→ **JOBS**:
• A. Decide whether each statement agrees with the passage on Viking Link below. Answer yes or no for each, and quote the words from the passage that decide it.
(i) Viking Link began commercial operation on 29 December 2023.
(ii) The final electric testing was carried out at the cable's nominal operating voltage.
(iii) From the start of commercial operation to the end of Q1 2024, transmission ran mostly from the UK to Denmark.
• B. List every figure in the passage on Viking Link below that is given in an electrical unit (volts, watts or watt-hours, with any prefix).
• C. According to the passage on Viking Link below, why could Viking Link transmit at full capacity from 15 to 19 January? Answer in one to three sentences.

→ **SUPPLIED TEXT**:

..............................

In August 2023 the cable including its terminations, land and subsea joints completed final electric testing at 735 kV, i.e. 40% above its nominal operating voltage.

A new 400kV supporting power line in Denmark to increase internal transmission capacity (and reduce overhead power lines from 324 km to 145 km) was delayed until late 2025.

Commissioning of the subsea cable started during November and December 2023 and commercial operation commenced on 29 December 2023. However, capacity was limited to 800 MW until the associated grid is completed in Denmark around 2025. From 14 January 2024 the Danish transmission system operator Energinet implemented changes that allow Viking Link to transmit at its full capacity under certain circumstances. As such, from 15 to 19 January where the Dutch-Danish COBRAcable was undergoing maintenance, Viking Link was able to transmit at its full capacity. In February 2024 the cable suffered an outage after a minor fire in a switching station in Revsing, Denmark.

From its commencement of commercial operation on 29 December 2023 until the end of Q1 2024 Viking Link transmitted 1733 GWh, for a capacity factor of 55%. The transmission was from Denmark to the UK 80% of the time.

==Economic impact==
The cable will increase the UK's electricity interconnection level (transmission capacity relative to production capacity) from its comparatively low rate of 6% in 2014.

..............................

→ **SUPPLIED RECORDS**:
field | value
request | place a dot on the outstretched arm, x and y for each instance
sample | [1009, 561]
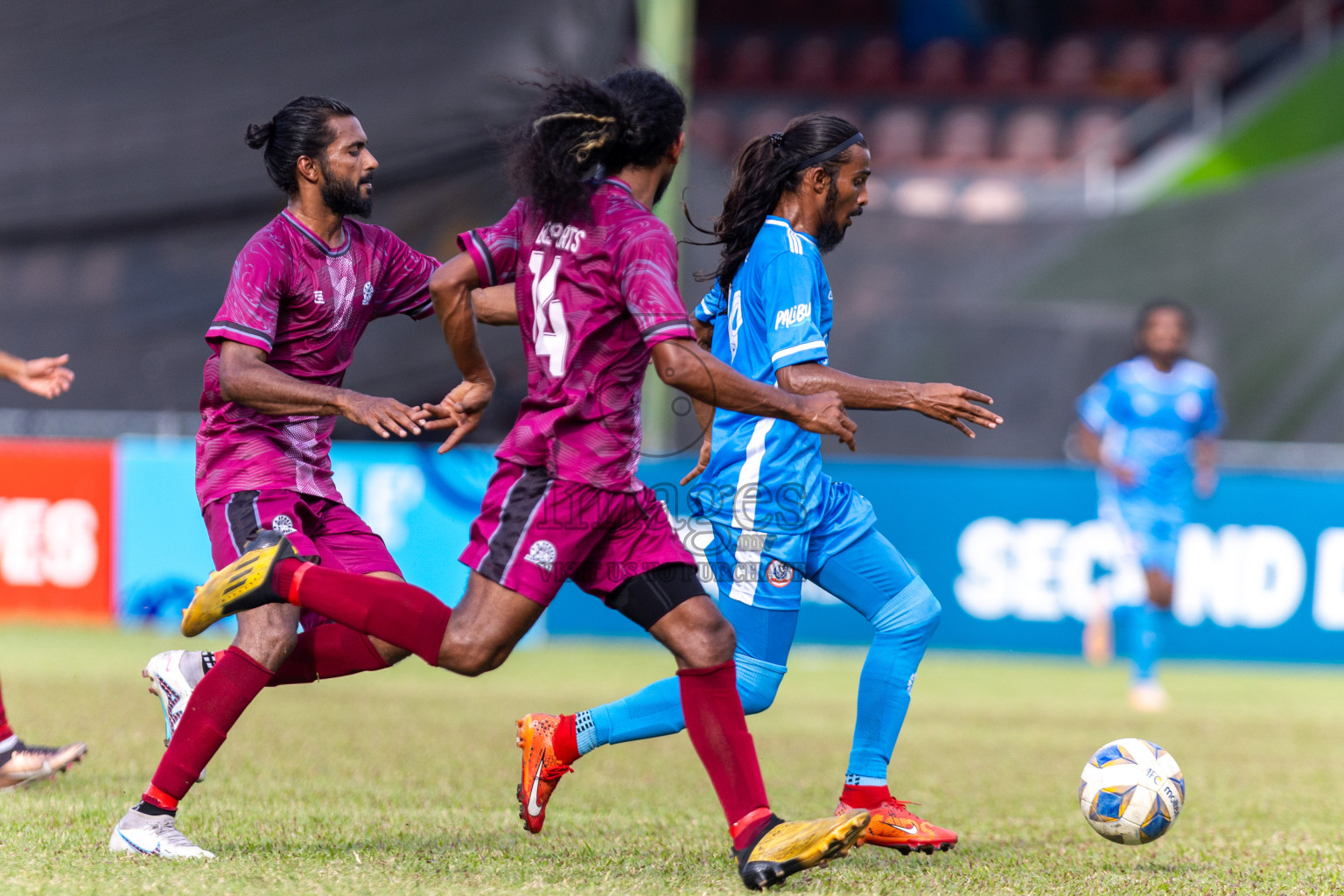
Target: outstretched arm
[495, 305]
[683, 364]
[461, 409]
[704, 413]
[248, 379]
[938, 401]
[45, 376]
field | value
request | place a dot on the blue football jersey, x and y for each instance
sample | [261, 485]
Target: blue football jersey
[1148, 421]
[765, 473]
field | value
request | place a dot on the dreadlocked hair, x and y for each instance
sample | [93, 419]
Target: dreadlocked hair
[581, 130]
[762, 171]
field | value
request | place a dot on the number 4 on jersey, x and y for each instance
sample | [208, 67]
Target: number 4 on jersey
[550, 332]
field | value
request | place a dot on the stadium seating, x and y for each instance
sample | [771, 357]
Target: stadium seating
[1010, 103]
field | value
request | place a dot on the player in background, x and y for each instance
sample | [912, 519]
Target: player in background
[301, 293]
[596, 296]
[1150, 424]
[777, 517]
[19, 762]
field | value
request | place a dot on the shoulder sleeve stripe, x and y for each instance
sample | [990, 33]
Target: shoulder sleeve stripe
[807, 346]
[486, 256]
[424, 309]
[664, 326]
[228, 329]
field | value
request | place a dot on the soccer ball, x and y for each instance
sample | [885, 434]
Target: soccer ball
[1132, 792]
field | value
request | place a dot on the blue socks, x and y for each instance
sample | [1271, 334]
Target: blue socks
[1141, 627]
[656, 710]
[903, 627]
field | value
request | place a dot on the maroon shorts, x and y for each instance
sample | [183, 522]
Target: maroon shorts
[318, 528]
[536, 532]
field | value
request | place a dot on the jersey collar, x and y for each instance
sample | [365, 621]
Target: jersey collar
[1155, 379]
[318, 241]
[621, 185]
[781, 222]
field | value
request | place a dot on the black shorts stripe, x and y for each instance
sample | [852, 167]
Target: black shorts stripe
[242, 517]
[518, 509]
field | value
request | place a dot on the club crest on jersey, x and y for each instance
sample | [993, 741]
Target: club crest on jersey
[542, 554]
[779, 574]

..............................

→ **ANSWERS**:
• A.
(i) Yes: "commercial operation commenced on 29 December 2023."
(ii) No: "completed final electric testing at 735 kV, i.e. 40% above its nominal operating voltage."
(iii) No: "The transmission was from Denmark to the UK 80% of the time."

• B.
- 735 kV
- 400kV
- 800 MW
- 1733 GWh

• C. From 14 January 2024, Energinet made changes that let Viking Link transmit at full capacity under certain circumstances. From 15 to 19 January, the Dutch-Danish COBRAcable was undergoing maintenance, so Viking Link could run at full capacity.